Repeat exactly the lines from the line containing "concrete bridge in the photo above." through the last line of the records below, inclusive, and nothing else.

*** EXERCISE MATERIAL ***

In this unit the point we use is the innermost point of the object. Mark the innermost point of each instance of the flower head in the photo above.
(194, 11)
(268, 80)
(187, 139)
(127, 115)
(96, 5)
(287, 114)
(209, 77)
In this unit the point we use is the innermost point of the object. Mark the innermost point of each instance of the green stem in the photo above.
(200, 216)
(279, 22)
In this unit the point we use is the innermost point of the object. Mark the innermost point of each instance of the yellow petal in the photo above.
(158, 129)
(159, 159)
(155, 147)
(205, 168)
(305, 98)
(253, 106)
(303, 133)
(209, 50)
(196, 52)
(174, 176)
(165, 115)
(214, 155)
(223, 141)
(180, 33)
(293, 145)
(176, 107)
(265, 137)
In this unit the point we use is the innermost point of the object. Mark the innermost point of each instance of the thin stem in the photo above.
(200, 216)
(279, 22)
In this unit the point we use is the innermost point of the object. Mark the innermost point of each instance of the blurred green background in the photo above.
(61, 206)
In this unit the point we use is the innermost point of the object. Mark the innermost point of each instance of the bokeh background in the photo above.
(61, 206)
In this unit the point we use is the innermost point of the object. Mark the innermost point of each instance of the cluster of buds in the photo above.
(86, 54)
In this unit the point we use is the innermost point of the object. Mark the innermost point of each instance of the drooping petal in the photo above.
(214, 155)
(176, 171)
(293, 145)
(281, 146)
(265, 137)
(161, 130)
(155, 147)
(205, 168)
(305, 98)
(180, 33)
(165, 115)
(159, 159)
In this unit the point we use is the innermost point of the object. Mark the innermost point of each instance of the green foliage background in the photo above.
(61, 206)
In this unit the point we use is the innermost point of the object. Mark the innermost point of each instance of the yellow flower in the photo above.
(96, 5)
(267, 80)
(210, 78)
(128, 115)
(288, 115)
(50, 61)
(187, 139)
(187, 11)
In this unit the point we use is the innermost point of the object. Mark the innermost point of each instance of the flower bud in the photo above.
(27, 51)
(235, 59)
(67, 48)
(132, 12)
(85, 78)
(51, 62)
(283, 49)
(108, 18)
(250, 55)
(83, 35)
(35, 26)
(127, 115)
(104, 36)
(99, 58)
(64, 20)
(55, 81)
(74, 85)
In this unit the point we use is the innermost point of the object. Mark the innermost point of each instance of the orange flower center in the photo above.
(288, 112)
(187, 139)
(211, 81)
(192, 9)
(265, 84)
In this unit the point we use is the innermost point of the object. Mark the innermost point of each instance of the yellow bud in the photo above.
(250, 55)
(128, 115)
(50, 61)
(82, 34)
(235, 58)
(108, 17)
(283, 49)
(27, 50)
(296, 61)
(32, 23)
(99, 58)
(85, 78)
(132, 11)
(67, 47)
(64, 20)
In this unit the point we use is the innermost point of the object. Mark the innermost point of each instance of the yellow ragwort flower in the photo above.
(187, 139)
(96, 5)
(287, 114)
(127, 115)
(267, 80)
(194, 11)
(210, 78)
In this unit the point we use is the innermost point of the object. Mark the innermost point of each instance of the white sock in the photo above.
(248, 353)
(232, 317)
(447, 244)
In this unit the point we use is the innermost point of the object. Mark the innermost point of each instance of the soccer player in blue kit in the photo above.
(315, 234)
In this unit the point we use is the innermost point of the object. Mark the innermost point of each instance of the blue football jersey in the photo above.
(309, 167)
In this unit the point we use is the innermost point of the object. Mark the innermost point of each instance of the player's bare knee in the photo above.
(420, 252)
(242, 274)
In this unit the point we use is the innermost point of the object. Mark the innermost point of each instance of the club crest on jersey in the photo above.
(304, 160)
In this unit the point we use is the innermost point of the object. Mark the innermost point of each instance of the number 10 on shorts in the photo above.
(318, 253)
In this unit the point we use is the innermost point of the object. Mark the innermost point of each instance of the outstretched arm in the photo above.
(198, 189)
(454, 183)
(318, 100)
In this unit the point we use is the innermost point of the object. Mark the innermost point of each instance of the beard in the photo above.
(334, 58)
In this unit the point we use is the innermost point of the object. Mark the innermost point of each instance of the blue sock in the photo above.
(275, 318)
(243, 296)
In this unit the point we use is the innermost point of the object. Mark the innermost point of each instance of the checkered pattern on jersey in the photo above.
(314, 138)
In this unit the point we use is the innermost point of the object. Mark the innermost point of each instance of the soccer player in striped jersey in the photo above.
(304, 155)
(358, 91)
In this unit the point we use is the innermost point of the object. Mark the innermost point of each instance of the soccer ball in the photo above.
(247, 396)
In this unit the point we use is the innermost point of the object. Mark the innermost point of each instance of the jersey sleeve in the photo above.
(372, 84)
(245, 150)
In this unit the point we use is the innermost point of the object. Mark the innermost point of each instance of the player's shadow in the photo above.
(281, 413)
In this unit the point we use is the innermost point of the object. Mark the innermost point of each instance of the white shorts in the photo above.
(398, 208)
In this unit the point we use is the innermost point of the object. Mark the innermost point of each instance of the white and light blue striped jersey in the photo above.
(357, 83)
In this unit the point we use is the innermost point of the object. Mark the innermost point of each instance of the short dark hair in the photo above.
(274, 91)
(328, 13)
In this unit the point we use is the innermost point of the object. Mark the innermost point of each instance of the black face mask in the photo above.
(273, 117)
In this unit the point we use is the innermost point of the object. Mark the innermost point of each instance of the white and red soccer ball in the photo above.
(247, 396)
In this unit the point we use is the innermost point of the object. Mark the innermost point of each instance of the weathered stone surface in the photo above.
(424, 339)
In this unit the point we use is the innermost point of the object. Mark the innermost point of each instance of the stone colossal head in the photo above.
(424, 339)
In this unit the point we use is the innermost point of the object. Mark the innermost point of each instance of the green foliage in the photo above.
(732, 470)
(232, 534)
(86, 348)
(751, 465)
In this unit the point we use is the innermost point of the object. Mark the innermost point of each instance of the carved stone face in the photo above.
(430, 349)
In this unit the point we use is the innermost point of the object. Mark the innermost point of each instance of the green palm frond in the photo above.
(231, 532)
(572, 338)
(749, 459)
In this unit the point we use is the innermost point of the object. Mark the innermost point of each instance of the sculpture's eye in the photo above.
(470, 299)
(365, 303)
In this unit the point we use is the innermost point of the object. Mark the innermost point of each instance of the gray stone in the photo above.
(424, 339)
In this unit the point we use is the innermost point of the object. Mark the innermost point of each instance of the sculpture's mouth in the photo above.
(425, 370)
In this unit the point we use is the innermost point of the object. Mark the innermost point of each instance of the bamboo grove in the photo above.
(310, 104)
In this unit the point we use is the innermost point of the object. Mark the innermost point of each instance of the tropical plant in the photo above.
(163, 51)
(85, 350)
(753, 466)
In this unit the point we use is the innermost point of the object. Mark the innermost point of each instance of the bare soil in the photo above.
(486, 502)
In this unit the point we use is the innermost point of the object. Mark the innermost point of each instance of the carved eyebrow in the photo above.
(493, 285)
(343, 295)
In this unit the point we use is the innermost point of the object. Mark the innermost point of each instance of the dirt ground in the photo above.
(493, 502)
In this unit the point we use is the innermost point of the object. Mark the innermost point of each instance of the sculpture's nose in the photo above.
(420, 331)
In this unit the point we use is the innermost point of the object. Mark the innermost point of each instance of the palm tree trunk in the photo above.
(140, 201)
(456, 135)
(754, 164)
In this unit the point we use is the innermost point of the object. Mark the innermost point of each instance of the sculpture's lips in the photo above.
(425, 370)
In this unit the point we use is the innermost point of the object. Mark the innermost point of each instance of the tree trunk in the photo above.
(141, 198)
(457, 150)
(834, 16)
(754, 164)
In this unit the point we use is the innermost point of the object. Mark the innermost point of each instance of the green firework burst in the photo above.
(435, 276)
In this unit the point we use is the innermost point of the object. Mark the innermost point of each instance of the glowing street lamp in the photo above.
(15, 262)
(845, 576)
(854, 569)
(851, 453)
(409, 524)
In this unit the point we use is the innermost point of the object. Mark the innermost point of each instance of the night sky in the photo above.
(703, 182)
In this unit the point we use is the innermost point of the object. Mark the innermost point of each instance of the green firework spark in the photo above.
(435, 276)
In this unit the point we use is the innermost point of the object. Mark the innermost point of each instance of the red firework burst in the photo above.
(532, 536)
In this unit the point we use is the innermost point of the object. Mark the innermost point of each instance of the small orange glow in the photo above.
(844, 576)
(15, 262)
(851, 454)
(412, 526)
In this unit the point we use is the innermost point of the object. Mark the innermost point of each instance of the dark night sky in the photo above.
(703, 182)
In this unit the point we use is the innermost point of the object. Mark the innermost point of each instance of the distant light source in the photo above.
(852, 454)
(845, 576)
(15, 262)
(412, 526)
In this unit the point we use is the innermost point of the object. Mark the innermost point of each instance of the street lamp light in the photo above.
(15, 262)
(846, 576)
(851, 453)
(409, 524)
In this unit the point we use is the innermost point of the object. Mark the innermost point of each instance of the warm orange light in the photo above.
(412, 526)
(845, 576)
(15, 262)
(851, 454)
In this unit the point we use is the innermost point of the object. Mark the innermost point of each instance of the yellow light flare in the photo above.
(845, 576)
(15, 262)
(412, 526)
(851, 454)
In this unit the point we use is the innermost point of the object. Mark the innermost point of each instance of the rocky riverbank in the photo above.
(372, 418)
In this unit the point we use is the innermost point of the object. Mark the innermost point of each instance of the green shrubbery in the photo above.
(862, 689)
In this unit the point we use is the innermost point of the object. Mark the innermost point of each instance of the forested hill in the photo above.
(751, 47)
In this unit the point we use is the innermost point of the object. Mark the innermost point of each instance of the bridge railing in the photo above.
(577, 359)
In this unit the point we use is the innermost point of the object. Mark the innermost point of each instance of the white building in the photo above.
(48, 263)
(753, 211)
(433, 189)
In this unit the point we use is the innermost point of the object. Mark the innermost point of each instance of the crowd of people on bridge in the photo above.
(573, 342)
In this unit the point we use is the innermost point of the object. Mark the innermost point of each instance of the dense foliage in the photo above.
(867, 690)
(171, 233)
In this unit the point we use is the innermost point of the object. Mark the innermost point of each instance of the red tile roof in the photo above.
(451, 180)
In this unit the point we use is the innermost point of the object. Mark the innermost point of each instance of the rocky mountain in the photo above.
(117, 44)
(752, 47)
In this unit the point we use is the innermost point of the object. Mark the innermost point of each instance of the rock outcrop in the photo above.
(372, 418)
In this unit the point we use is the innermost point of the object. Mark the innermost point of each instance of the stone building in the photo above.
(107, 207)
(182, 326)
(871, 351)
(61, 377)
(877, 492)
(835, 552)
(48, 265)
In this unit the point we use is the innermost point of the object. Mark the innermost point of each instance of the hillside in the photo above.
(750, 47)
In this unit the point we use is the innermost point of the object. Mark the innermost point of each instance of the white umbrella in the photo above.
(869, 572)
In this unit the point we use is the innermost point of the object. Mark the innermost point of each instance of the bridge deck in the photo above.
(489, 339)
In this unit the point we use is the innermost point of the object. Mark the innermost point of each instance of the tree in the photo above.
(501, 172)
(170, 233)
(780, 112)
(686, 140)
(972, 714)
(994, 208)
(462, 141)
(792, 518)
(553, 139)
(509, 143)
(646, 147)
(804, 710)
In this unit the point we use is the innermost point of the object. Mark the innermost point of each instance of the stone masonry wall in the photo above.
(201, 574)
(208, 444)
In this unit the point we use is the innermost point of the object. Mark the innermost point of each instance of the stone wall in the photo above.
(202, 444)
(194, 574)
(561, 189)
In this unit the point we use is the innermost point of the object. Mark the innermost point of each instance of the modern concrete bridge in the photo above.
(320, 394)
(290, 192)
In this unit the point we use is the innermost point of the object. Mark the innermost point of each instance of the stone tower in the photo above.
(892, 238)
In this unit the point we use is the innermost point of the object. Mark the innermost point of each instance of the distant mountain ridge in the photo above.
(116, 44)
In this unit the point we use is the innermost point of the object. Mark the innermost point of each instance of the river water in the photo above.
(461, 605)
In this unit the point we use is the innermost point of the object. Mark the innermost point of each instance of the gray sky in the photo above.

*** End of EXERCISE MATERIAL ***

RESULT OF THIS EXERCISE.
In this unit the point we use is the innermost point of the object. Mark the innermost point of each instance of the modern concrete bridge in the photo above.
(320, 394)
(290, 192)
In this unit the point we use is the innermost point of the object. Mark the innermost point of each instance of the stone tower in the photo above.
(892, 238)
In this unit the point we use is the innermost point of the object. Mark the innermost point of each instance of the distant mountain ridge in the photo above.
(116, 44)
In this unit the point we use is the innermost point of the object. Mark the innermost point of each instance of the river water in the photo above.
(461, 605)
In this unit the point we use is the innermost point of the object. Mark the innermost point of each instance of the gray sky in the photo above.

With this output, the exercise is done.